▸ Problem to solve: Your job is to set down the listing again exactly as it stands.

▸ Exercise input:
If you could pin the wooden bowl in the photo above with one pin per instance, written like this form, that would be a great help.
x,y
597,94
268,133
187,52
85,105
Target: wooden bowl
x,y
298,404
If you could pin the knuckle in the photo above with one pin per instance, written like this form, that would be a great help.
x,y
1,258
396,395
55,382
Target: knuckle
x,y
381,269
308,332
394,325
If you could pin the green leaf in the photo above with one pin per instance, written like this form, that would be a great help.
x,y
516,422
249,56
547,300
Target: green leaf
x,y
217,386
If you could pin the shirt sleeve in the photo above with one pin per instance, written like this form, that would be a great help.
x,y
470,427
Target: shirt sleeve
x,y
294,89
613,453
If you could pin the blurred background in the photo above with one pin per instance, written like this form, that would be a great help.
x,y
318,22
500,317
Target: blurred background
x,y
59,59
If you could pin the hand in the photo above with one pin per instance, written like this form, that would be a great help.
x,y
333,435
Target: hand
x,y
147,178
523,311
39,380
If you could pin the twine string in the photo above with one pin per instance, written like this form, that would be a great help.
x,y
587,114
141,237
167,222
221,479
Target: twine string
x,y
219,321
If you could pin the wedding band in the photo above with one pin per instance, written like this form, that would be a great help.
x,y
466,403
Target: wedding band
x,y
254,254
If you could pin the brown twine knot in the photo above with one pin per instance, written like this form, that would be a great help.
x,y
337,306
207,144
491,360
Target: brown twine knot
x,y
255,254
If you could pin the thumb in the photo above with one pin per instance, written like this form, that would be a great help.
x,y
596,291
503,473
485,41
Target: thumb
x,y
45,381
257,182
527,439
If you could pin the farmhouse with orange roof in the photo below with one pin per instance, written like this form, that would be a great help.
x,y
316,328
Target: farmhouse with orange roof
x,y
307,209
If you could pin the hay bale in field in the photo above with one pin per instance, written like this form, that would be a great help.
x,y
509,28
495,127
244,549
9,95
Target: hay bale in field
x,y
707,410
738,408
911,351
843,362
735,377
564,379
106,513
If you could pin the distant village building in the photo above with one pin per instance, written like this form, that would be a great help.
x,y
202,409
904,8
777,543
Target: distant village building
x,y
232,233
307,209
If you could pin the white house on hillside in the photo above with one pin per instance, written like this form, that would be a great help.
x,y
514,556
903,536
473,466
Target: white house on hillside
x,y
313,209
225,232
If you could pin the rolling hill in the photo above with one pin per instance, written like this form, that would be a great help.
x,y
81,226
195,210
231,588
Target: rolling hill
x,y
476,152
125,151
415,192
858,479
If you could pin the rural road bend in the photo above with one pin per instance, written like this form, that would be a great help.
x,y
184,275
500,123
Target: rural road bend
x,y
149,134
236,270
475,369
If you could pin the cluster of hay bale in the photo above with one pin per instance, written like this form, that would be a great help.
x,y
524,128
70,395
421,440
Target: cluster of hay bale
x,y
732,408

▸ The answer:
If you could pin the wooden bowl in the photo above with one pin per instance, written like this form, that would be a great help.
x,y
597,94
268,133
187,52
85,105
Target: wooden bowl
x,y
298,404
If you could pin the knuckle in the photo above with one pin per instance, written like this form, that would be a great help.
x,y
1,258
396,395
55,382
Target: knuckle
x,y
381,269
308,332
394,325
If you could pin the green leaf in the photo above with one pin per instance, written like this form, that would be a great help.
x,y
516,422
249,56
547,300
Target: green leaf
x,y
217,386
If you could pin the shirt sleeve in the photo above with one pin per instance, written like this form, that would be a great help.
x,y
470,427
Target: shirt sleeve
x,y
294,89
613,453
If you could pin the blurred background in the photo above with one pin per instance, written like this form, that would be a great help.
x,y
318,22
500,317
Target: blurred background
x,y
59,59
If you could pin the hand in the photo above with one pin per instance, written like this form, that would be a great help.
x,y
333,435
Target: hand
x,y
147,178
523,311
39,380
If you could pin the twine string in the photo above with one pin per instance, written like this form, that would be a great help.
x,y
587,114
141,237
167,222
221,479
Target: twine string
x,y
219,321
If you could pin the wedding band in the photo above with one pin per instance, written like this form, that would be a great help.
x,y
466,403
Target: wedding band
x,y
254,254
If you could pin the brown twine knot in the photo above with one pin per instance, written like this form, that would be a great help.
x,y
337,306
207,144
491,360
Target: brown twine knot
x,y
255,254
If you could pin the thumb in the photo above with one pin per instance, written like this form, that would be a great help.
x,y
596,291
503,473
485,41
Target: thumb
x,y
45,381
257,182
527,439
If you could pin the farmhouse with orange roof in the photo below with one pin per instance, written like this form, that would be a great help.
x,y
316,328
Target: farmhouse with orange roof
x,y
307,209
If you could pin the hay bale in field in the photo above with one pin per instance, written like this form, that would be a great help.
x,y
509,28
495,127
244,549
9,95
Target: hay bale in field
x,y
707,410
738,408
911,351
843,362
735,377
564,379
106,513
If you could pin the distant village building in the photo above with one pin per instance, written like this form, that would be a great help.
x,y
202,409
904,8
777,543
Target: distant village building
x,y
232,233
307,209
If you could pin the white house on hillside in the photo above with one pin per instance, written like this form, that would be a great help.
x,y
514,556
903,536
473,466
Target: white house on hillside
x,y
313,209
225,232
If you could pin the rolling hill in the photo above with one pin per instance, written like this form, that would be a great help.
x,y
81,226
195,210
231,588
Target: rolling hill
x,y
476,152
125,151
415,192
858,479
If you could pin the rural road bend in the photo above with one pin per instance, written like this form, that would be a great help.
x,y
184,275
500,123
Target: rural road bend
x,y
149,134
236,270
475,369
If you could pin the cluster of hay bale in the photo above with one pin per instance, written like this form, that would be a great help.
x,y
524,128
70,395
421,440
Target: cluster of hay bale
x,y
732,408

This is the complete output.